TASK INSTRUCTIONS:
1. Answer these questions from the apramycin summary, one line each:
(a) Which enzyme is the single exception to apramycin's resistance to modification?
(b) Where is apramycin currently in clinical trials?
(c) About how many advanced apralogs will be prepared?
2. In the apramycin summary, take the passage starting at "Aminoglycoside antibiotics (AGAs)" and ending at "multidrug-resistant Gram-negative infections.", and write it out with "potent" swapped for "powerful".

Aminoglycoside antibiotics (AGAs) are potent antibiotics which have long been used as
potent broad-spectrum antibiotics, with targets including Gram-negative and Gram-positive
pathogens, and complex infectious diseases such as hospitalized CAPD and exacerbated CF.
Apramycin is a novel aminoglycoside antibiotic that retains all of the typical advantages
of the aminoglycosides but, because of its unusual structure, offers the additional benefits of
avoidance of the vast majority of aminoglycoside resistance determinants and of reduced oto-
and nephrotoxicity. As such apramycin is currently in clinical trials in Europe and in the USA for
the treatment of multidrug-resistant Gram-negative infections.
A major advantage of apramycin is its lack of susceptibility to activity-damaging
alteration by aminoglycoside modifying enzymes, with the single exception of the
aminoacetyltransferase isozyme AAC(3)-IV, which portends well for its use against carbapenem-
resistant Gram-negative infections. Nevertheless, resistance due to the acquisition of the
AAC(3)-IV gene will eventually inevitably emerge. The goal of this proposal is to test the novel
hypothesis that advanced apramycin analogs (apralogs) can be designed and easily prepared
that circumvent the AAC(3)-IV resistance determinant through the introduction of a simple
hydroxy or alkoxy group at the 2-position on the deoxystreptamine core of apramycin, ie, based
on the streptamine core.
To test this novel hypothesis a series of some forty advanced apralogs will be prepared
based on the streptamine core and screened, in an iterative feedback loop, for antibacterial
activity in the presence of AAC(3)-IV and other resistance mechanisms. Compounds will also be
screened for activity at the target level using cell-free translation assays with bacterial
ribosomes and for selectivity over eukaryotic ribosomes using comparable cell-free translation
assays with mutant bacterial ribosomes carrying human decoding A sites. These later studies
will provide a measure of selectivity and are predictive of toxicity, thereby ensuring that the
excellent toxicity profile of the parent apramycin is retained in the new analogs.
At the end of the study, the goal is to have a small set of advanced compounds that are
not susceptible to the AAC(3)-IV mechanism of resistance, and retain the otherwise excellent
broad spectrum activity and minimal toxicity of the parent apramycin.

THE DATA:
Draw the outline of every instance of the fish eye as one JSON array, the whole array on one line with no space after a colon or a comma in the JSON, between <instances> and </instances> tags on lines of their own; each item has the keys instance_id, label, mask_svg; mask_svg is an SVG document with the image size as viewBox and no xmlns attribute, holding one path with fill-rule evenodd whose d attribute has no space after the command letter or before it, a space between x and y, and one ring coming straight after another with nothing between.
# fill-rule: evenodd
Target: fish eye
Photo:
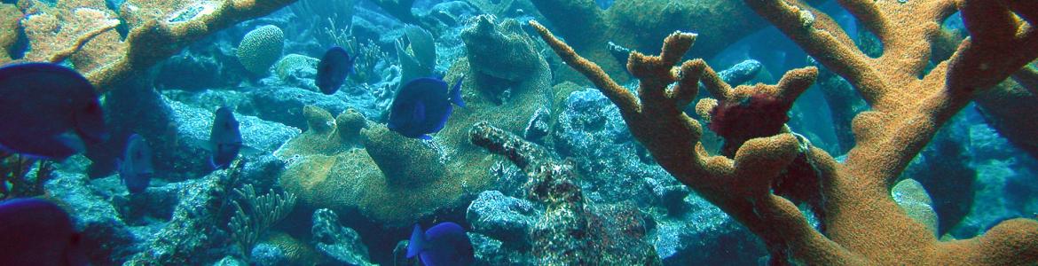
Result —
<instances>
[{"instance_id":1,"label":"fish eye","mask_svg":"<svg viewBox=\"0 0 1038 266\"><path fill-rule=\"evenodd\" d=\"M87 113L97 113L100 110L101 106L98 105L97 102L90 102L89 104L86 105L85 108L83 108L83 111Z\"/></svg>"}]
</instances>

ANSWERS BELOW:
1.
(a) The aminoacetyltransferase isozyme AAC(3)-IV
(b) In Europe and in the USA
(c) Some forty

2.
Aminoglycoside antibiotics (AGAs) are powerful antibiotics which have long been used as
powerful broad-spectrum antibiotics, with targets including Gram-negative and Gram-positive
pathogens, and complex infectious diseases such as hospitalized CAPD and exacerbated CF.
Apramycin is a novel aminoglycoside antibiotic that retains all of the typical advantages
of the aminoglycosides but, because of its unusual structure, offers the additional benefits of
avoidance of the vast majority of aminoglycoside resistance determinants and of reduced oto-
and nephrotoxicity. As such apramycin is currently in clinical trials in Europe and in the USA for
the treatment of multidrug-resistant Gram-negative infections.